### [Article]
*****

The long and short of it
It's all about sevens as rugby neophytes China, dazzled by the Olympic rings, focus mainly on 'the short game'. Yet against all odds, including government indifference, the national 15-a-side team have moved up the Asian totem pole.
Led by old warhorse Johnny Zhang Zhiqiang, China defeated Guam 28-18 in the final of the HSBC Asian Five Nations Division Three tournament in Jakarta last weekend to earn promotion to Division Two next year and move up two places in the world rankings to 63. The win has raised faint hopes that the game on the mainland will not be engulfed by sevens mania.
'I still hold out hope for the 15s game in China, although today everything is about sevens,' says the 38-year-old Zhang, who was recalled from retirement to lead an attempt to climb back into the top echelon of Asian rugby, alongside the likes of Japan, Hong Kong and South Korea, whose company they once kept.
Like Zhang, China's coach, Zheng Hongjun, believes the road ahead is fraught with pitfalls. 'The government's focus is now firmly on sevens,' Zheng said. 'The main challenges facing the 15s game are funds and the availability of players, both of which go primarily to sevens.'
In March 1997, China was welcomed as the 76th member of the International Rugby Board by the late Vernon Pugh at a small ceremony at Hong Kong Football Club. Pugh, a barrister by trade, was the first elected chairman of the world governing body. He was a visionary and dreamed that by 2020 China would be a force in Asia, and on the world stage. He also felt that if rugby was to truly become global, it needed to be in the Olympics.
If the likeable Welshman was around today, he would have seen one of his predictions being realised. As for China, those hopes have failed to materialise. Instead of progressing, China's 15s game has gone through a turbulent period in recent years.
Zhang hopes Jakarta 2011 will be the turning point. The former skipper of the national sevens team - he holds the IRB record for the most number of points scored at the Hong Kong Sevens - is a diehard supporter of 15s as it allows a player to develop all-round skills. 'I think 15s is a great platform for personal development and learning key skills such as teamwork and communication,' Zhang said. 'The longer version is the best training ground for learning the fundamentals of rugby, and our win in Jakarta gives me renewed hope for 15s.'
Zhang played a pivotal role in the triumph, scoring a hat-trick of tries and 18 points, but it once again showed China still depends on individual brilliance, and teamwork is a long way off.
Since the announcement that sevens had become an Olympic sport, 12 of China's 22 provinces have already taken it up in preparation for the 2013 China National Games in Liaoning province.

*****

### [Data listing]
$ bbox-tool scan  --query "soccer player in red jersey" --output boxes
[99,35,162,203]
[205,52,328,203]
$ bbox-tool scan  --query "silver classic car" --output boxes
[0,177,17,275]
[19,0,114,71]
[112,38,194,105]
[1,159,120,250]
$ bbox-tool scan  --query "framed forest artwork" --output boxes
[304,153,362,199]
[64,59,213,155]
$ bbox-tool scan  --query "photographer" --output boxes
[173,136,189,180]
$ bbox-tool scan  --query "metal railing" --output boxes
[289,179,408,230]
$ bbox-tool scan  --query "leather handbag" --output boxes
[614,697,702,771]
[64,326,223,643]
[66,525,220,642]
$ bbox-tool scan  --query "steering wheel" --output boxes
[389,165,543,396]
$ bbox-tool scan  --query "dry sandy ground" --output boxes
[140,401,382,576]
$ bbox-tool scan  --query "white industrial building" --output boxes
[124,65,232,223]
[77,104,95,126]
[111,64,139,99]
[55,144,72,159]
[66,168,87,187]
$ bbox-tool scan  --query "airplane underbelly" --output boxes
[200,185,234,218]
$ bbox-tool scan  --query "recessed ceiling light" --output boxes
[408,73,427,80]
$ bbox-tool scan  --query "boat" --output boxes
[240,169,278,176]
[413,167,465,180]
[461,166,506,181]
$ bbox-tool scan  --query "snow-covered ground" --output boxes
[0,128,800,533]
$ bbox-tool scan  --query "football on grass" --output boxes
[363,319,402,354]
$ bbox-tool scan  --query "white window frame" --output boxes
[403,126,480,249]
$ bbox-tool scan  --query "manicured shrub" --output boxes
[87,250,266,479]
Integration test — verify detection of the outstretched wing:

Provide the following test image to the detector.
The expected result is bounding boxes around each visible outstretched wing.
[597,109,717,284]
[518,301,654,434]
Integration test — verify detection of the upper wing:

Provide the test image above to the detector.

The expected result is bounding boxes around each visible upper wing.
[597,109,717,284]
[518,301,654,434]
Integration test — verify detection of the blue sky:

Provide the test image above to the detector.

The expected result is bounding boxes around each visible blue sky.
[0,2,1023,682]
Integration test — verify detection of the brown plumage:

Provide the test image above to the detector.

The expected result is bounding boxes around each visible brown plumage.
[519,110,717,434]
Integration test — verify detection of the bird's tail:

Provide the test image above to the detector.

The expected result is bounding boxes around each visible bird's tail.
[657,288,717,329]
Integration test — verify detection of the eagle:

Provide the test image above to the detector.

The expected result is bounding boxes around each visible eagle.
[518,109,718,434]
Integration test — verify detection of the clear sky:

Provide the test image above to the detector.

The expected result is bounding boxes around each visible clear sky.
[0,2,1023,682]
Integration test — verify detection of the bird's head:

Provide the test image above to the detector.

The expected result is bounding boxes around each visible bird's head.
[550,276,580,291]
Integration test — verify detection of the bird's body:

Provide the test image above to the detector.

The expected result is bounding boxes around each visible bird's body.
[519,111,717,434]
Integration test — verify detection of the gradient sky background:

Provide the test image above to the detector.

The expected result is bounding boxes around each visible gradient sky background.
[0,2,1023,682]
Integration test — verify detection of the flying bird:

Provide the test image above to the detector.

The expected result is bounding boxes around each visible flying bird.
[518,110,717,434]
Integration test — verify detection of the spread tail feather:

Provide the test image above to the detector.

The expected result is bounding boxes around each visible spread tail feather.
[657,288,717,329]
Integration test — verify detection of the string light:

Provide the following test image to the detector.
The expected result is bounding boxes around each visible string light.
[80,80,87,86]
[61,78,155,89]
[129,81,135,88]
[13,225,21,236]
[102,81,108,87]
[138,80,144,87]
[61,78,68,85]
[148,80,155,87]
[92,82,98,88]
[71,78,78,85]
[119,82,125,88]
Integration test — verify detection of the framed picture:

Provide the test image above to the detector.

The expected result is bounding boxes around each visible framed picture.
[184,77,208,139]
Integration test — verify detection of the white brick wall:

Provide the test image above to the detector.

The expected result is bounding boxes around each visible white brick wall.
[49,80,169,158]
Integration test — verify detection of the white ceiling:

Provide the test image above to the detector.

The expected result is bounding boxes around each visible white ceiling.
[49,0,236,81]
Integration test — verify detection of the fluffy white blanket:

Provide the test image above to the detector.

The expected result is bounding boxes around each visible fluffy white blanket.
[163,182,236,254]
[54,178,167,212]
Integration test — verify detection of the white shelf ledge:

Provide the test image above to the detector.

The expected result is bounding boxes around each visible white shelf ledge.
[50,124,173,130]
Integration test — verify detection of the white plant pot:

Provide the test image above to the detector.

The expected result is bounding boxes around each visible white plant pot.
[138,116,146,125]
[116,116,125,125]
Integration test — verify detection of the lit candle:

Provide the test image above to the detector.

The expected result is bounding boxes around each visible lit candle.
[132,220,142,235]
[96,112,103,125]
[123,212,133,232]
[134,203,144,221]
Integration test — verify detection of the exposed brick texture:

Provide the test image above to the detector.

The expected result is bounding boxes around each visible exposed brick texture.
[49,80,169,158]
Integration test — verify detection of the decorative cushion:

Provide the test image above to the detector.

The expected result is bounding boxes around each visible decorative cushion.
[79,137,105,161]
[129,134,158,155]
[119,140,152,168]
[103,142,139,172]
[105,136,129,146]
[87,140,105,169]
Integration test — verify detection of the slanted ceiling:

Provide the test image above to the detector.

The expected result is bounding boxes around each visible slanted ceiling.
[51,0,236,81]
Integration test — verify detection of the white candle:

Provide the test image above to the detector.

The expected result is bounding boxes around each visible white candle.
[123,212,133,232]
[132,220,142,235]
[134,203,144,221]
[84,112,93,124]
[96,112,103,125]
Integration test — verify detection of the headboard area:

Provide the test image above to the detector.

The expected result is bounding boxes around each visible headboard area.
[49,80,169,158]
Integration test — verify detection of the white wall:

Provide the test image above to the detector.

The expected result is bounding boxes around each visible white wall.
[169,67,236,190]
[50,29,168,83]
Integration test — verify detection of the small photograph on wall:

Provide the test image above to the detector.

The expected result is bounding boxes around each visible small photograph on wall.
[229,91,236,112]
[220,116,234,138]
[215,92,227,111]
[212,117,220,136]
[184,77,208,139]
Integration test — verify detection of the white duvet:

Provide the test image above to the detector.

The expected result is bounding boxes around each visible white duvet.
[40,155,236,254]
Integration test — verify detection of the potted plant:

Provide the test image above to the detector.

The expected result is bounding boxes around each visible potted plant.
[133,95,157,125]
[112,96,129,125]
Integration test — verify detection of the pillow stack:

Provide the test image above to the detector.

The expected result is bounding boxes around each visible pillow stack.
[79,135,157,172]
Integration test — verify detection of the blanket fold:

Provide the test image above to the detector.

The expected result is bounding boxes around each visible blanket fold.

*****

In the article on rugby in China, change "Guam" to "Sri Lanka" throughout the part that opens with the words "Led by old warhorse" and closes with "they once kept.", and give that part again.

### [Exercise answer]
Led by old warhorse Johnny Zhang Zhiqiang, China defeated Sri Lanka 28-18 in the final of the HSBC Asian Five Nations Division Three tournament in Jakarta last weekend to earn promotion to Division Two next year and move up two places in the world rankings to 63. The win has raised faint hopes that the game on the mainland will not be engulfed by sevens mania.
'I still hold out hope for the 15s game in China, although today everything is about sevens,' says the 38-year-old Zhang, who was recalled from retirement to lead an attempt to climb back into the top echelon of Asian rugby, alongside the likes of Japan, Hong Kong and South Korea, whose company they once kept.